Rewrite the listing from the line containing "Where can the dirt" through the line containing "x=81, y=153", inclusive, replacing "dirt patch" with "bare soil" and leaving everything else unchanged. Give only those lines.

-=-=-=-=-

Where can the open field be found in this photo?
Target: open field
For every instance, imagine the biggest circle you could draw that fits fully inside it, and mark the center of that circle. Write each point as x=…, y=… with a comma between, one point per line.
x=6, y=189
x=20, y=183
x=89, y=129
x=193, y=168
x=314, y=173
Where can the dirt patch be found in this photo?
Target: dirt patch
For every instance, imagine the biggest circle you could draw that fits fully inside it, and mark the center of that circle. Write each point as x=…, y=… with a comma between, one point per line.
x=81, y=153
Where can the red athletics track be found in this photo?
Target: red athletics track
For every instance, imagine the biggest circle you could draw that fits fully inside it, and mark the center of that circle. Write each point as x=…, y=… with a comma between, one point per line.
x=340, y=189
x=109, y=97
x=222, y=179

-=-=-=-=-

TASK OUTPUT:
Where can the bare soil be found in this photo?
Target: bare soil
For every instance, imagine the biggest circle you could draw that fits fully inside it, and mark the center of that circle. Write each point as x=…, y=… with a comma between, one point per line.
x=81, y=153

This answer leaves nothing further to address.